(Dataset entries)
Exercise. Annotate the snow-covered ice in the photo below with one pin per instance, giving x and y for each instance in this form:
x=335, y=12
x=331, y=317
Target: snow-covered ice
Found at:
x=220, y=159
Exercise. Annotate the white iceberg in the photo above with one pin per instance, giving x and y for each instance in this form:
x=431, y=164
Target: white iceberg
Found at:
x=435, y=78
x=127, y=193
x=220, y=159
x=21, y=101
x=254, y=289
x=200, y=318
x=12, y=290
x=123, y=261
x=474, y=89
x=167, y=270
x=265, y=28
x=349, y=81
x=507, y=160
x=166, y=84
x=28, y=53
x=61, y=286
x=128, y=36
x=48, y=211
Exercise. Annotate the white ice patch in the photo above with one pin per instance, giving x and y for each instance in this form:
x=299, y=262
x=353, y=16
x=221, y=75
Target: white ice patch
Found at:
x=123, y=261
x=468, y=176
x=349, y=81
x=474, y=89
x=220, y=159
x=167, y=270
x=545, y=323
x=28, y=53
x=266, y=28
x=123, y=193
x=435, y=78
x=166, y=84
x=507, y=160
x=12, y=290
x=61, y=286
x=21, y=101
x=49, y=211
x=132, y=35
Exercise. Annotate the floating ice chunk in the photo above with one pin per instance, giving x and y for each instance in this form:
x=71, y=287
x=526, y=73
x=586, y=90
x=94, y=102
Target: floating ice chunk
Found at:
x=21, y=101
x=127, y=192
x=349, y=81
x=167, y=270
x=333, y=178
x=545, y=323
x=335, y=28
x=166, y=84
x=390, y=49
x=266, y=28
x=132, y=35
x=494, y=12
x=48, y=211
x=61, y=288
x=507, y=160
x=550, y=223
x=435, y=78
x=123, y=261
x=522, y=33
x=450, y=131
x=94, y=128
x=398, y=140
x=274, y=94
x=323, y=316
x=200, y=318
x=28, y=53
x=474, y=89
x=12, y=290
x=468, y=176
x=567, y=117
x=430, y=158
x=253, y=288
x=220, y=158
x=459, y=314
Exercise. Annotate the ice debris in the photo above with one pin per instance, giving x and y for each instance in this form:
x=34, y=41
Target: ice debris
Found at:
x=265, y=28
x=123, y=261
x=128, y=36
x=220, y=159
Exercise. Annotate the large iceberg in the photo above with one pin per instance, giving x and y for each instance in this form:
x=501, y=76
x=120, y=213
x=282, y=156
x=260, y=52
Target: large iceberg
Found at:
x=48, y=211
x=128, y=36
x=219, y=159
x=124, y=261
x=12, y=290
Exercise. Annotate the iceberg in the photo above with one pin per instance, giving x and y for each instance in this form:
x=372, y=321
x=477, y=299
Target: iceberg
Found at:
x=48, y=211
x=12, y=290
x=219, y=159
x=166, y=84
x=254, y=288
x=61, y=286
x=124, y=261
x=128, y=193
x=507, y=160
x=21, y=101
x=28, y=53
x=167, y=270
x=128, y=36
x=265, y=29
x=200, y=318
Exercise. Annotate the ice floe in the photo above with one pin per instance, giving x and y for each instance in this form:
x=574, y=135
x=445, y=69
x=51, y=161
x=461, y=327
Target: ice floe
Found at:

Problem:
Write out the lines from the line containing "Exercise. Annotate the ice floe" through the last line, both included, without any changes.

Full output:
Exercise. Annotate the ice floe in the photo above with one pin per instance, giving x and y for each instance in this form:
x=574, y=135
x=445, y=69
x=51, y=161
x=461, y=327
Target: ice floe
Found at:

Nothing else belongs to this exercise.